*所给材料*:

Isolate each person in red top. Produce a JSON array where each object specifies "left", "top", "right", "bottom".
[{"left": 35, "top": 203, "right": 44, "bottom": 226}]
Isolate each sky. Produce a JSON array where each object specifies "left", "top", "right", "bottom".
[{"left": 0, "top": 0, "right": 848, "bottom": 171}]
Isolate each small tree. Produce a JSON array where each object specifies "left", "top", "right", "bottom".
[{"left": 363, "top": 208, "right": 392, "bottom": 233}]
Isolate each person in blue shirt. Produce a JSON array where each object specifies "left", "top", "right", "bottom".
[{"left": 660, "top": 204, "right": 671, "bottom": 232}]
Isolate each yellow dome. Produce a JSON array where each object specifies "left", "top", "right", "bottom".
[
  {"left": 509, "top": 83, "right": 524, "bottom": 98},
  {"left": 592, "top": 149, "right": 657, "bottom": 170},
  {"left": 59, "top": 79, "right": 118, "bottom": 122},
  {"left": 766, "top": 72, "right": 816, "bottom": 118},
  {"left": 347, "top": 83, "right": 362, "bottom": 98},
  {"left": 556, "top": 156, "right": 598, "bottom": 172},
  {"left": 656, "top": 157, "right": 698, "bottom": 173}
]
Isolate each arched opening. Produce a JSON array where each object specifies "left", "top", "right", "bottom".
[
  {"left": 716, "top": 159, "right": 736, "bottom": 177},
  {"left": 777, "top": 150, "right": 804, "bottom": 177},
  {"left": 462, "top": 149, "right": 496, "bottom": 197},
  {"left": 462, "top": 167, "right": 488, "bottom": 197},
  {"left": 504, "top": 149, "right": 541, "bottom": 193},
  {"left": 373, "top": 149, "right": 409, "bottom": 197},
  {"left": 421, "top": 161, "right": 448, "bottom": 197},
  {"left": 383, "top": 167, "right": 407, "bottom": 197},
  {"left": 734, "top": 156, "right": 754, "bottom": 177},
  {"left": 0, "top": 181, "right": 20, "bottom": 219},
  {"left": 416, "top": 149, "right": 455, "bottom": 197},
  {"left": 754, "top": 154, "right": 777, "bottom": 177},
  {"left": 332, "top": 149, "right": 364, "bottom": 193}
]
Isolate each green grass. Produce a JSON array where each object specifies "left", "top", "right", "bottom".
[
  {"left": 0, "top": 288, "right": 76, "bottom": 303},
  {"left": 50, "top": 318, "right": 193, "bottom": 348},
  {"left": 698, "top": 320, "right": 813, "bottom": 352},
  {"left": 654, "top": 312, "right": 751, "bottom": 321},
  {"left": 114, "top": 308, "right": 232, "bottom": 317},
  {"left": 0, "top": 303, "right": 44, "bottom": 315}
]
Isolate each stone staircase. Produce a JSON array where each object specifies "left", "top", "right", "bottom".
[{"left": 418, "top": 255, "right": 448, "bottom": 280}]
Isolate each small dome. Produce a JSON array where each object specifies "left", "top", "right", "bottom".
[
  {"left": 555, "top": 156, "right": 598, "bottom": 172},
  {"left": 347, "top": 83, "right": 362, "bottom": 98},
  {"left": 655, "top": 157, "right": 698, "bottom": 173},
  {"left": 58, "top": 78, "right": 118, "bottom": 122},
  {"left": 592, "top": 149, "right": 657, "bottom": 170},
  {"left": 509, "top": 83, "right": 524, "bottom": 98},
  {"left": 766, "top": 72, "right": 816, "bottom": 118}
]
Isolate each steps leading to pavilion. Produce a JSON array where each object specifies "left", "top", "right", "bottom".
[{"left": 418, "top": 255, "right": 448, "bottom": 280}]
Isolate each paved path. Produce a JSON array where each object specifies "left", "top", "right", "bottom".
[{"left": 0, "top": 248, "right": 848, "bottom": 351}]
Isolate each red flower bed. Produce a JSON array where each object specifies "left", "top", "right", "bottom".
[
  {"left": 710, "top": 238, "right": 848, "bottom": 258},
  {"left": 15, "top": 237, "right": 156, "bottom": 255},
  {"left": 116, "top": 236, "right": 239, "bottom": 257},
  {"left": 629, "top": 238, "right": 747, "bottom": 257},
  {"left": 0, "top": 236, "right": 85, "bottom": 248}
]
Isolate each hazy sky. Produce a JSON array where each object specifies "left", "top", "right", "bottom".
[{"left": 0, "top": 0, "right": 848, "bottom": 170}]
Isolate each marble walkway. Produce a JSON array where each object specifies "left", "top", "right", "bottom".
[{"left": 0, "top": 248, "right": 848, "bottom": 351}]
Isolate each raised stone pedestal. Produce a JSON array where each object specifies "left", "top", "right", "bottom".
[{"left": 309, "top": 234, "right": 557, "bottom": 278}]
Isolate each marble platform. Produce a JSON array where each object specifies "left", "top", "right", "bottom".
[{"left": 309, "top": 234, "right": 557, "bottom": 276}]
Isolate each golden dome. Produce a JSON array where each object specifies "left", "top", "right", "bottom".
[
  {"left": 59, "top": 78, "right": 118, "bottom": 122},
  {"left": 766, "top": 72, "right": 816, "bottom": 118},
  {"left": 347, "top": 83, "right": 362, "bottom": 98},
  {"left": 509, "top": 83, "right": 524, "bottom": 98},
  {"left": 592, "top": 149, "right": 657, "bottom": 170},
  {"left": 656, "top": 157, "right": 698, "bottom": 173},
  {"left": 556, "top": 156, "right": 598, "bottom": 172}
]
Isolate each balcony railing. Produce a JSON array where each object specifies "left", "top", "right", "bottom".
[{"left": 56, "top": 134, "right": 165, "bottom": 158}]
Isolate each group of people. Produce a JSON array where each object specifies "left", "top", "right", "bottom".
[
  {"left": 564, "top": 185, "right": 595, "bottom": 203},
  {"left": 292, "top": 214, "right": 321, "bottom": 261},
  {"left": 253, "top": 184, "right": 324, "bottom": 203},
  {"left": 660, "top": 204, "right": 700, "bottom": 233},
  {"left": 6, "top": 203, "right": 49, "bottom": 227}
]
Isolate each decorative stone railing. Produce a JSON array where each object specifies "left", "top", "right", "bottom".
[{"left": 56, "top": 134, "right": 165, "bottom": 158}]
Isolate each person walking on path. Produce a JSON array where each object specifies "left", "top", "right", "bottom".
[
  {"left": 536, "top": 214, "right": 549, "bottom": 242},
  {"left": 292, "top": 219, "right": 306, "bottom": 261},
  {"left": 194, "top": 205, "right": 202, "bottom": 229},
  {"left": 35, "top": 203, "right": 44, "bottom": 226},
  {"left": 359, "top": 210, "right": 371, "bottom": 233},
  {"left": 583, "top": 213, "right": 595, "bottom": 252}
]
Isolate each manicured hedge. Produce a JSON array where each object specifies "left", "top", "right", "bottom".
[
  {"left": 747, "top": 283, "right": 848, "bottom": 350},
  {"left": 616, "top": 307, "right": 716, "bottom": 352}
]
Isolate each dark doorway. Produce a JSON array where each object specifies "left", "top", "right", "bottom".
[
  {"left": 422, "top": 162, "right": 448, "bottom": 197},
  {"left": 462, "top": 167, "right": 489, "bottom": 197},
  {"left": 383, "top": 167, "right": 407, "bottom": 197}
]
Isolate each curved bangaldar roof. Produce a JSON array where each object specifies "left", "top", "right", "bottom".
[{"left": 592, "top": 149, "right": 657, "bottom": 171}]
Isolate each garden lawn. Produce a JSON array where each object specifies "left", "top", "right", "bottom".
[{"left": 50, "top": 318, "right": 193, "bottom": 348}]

*练习目标*: 把上面清单中的每一行逐字摘录出来，一行不漏，不做任何改动。

*书面回答*:
Isolate each person in red top. Produce a JSON array where each object specifies "left", "top", "right", "bottom".
[{"left": 35, "top": 203, "right": 44, "bottom": 226}]
Isolate each sky. Produce a JSON array where each object specifies "left", "top", "right", "bottom".
[{"left": 0, "top": 0, "right": 848, "bottom": 171}]
Isolate each small tree. Produce a JSON array where each object specifies "left", "top", "right", "bottom".
[{"left": 363, "top": 208, "right": 392, "bottom": 233}]
Isolate each person in blue shirt. Produce a JSON array where each object specifies "left", "top", "right", "bottom".
[{"left": 660, "top": 204, "right": 671, "bottom": 232}]
Isolate each yellow dome. Produce a JSON array where each object specifies "left", "top", "right", "bottom".
[
  {"left": 509, "top": 83, "right": 524, "bottom": 98},
  {"left": 592, "top": 149, "right": 657, "bottom": 170},
  {"left": 59, "top": 79, "right": 118, "bottom": 122},
  {"left": 766, "top": 72, "right": 816, "bottom": 118},
  {"left": 347, "top": 83, "right": 362, "bottom": 98},
  {"left": 556, "top": 156, "right": 598, "bottom": 172},
  {"left": 656, "top": 157, "right": 698, "bottom": 173}
]
Isolate each arched opening. Produce a JSON array where each object specifies "left", "top", "right", "bottom".
[
  {"left": 716, "top": 159, "right": 736, "bottom": 177},
  {"left": 777, "top": 150, "right": 804, "bottom": 177},
  {"left": 462, "top": 149, "right": 496, "bottom": 197},
  {"left": 462, "top": 167, "right": 488, "bottom": 197},
  {"left": 504, "top": 149, "right": 541, "bottom": 193},
  {"left": 373, "top": 149, "right": 409, "bottom": 197},
  {"left": 421, "top": 161, "right": 448, "bottom": 197},
  {"left": 383, "top": 167, "right": 407, "bottom": 197},
  {"left": 734, "top": 156, "right": 754, "bottom": 177},
  {"left": 0, "top": 181, "right": 20, "bottom": 219},
  {"left": 416, "top": 149, "right": 455, "bottom": 197},
  {"left": 754, "top": 154, "right": 777, "bottom": 177},
  {"left": 332, "top": 149, "right": 364, "bottom": 193}
]
Isolate each green grass. Produce a JSON array where each object specifies "left", "top", "right", "bottom".
[
  {"left": 0, "top": 288, "right": 76, "bottom": 303},
  {"left": 50, "top": 318, "right": 193, "bottom": 348},
  {"left": 698, "top": 320, "right": 813, "bottom": 352},
  {"left": 654, "top": 312, "right": 751, "bottom": 321},
  {"left": 114, "top": 308, "right": 232, "bottom": 317},
  {"left": 0, "top": 303, "right": 44, "bottom": 315}
]
Isolate each stone staircase. Produce a JSON array where each object specifies "left", "top", "right", "bottom".
[{"left": 418, "top": 255, "right": 448, "bottom": 280}]
Isolate each small dome. Produce a JSON array where each object specifies "left", "top", "right", "bottom".
[
  {"left": 555, "top": 156, "right": 598, "bottom": 172},
  {"left": 347, "top": 83, "right": 362, "bottom": 98},
  {"left": 655, "top": 157, "right": 698, "bottom": 173},
  {"left": 58, "top": 78, "right": 118, "bottom": 122},
  {"left": 592, "top": 149, "right": 657, "bottom": 170},
  {"left": 509, "top": 83, "right": 524, "bottom": 98},
  {"left": 766, "top": 72, "right": 816, "bottom": 118}
]
Isolate each steps leading to pavilion. Produce a JSON array where each object specifies "left", "top", "right", "bottom".
[{"left": 418, "top": 255, "right": 448, "bottom": 280}]
Isolate each paved path. Produce a JSON array where each object specifies "left", "top", "right", "bottom".
[{"left": 0, "top": 248, "right": 848, "bottom": 351}]
Isolate each red flower bed. Produce a JSON array where each object specifies "left", "top", "right", "bottom".
[
  {"left": 710, "top": 238, "right": 848, "bottom": 258},
  {"left": 15, "top": 237, "right": 156, "bottom": 255},
  {"left": 116, "top": 236, "right": 239, "bottom": 257},
  {"left": 629, "top": 238, "right": 747, "bottom": 257},
  {"left": 0, "top": 236, "right": 85, "bottom": 248}
]
Isolate each hazy sky. Produce a JSON array where each object specifies "left", "top", "right", "bottom".
[{"left": 0, "top": 0, "right": 848, "bottom": 170}]
Isolate each marble walkway. Produce a JSON array where each object specifies "left", "top", "right", "bottom".
[{"left": 0, "top": 248, "right": 848, "bottom": 351}]
Isolate each raised stone pedestal. Produce a JSON array where each object specifies "left", "top", "right", "bottom".
[{"left": 309, "top": 234, "right": 557, "bottom": 278}]
Isolate each marble platform. Produce a JSON array where each object specifies "left", "top", "right", "bottom".
[{"left": 309, "top": 234, "right": 557, "bottom": 276}]
Isolate each golden dome. Produce a JSON array where each object specifies "left", "top", "right", "bottom".
[
  {"left": 59, "top": 78, "right": 118, "bottom": 122},
  {"left": 766, "top": 72, "right": 816, "bottom": 118},
  {"left": 347, "top": 83, "right": 362, "bottom": 98},
  {"left": 509, "top": 83, "right": 524, "bottom": 98},
  {"left": 592, "top": 149, "right": 657, "bottom": 170},
  {"left": 656, "top": 157, "right": 698, "bottom": 173},
  {"left": 556, "top": 156, "right": 598, "bottom": 172}
]
Isolate each balcony railing. Produce a JSON array where each object specifies "left", "top", "right", "bottom".
[{"left": 56, "top": 134, "right": 165, "bottom": 158}]
Isolate each group of people. Produce a JSON array where each object specifies "left", "top", "right", "bottom".
[
  {"left": 564, "top": 185, "right": 595, "bottom": 203},
  {"left": 292, "top": 214, "right": 321, "bottom": 261},
  {"left": 253, "top": 184, "right": 324, "bottom": 203},
  {"left": 660, "top": 204, "right": 700, "bottom": 233},
  {"left": 6, "top": 203, "right": 49, "bottom": 227}
]
Isolate each decorative stone railing. Produce a JSON array where each object specifies "left", "top", "right", "bottom".
[{"left": 56, "top": 134, "right": 165, "bottom": 158}]
Isolate each person walking on path. Produce a JSON array where each object specifies "left", "top", "right", "bottom".
[
  {"left": 536, "top": 214, "right": 549, "bottom": 242},
  {"left": 292, "top": 219, "right": 306, "bottom": 261},
  {"left": 194, "top": 205, "right": 202, "bottom": 229},
  {"left": 35, "top": 203, "right": 44, "bottom": 226},
  {"left": 359, "top": 210, "right": 371, "bottom": 233},
  {"left": 583, "top": 213, "right": 595, "bottom": 252}
]
Isolate each manicured hedge. Produce a JSON array where each object specifies "left", "top", "right", "bottom".
[
  {"left": 747, "top": 283, "right": 848, "bottom": 350},
  {"left": 616, "top": 307, "right": 716, "bottom": 352}
]
Isolate each dark doorway. Produce a JSON array where each object specifies "left", "top", "right", "bottom".
[
  {"left": 422, "top": 162, "right": 448, "bottom": 197},
  {"left": 462, "top": 167, "right": 489, "bottom": 197},
  {"left": 383, "top": 167, "right": 407, "bottom": 197}
]
Isolate each curved bangaldar roof. Produce a JSON array where each object specifies "left", "top", "right", "bottom".
[{"left": 592, "top": 149, "right": 657, "bottom": 171}]
Isolate each garden lawn. Produce a JSON array where each object specifies "left", "top", "right", "bottom".
[{"left": 50, "top": 318, "right": 193, "bottom": 348}]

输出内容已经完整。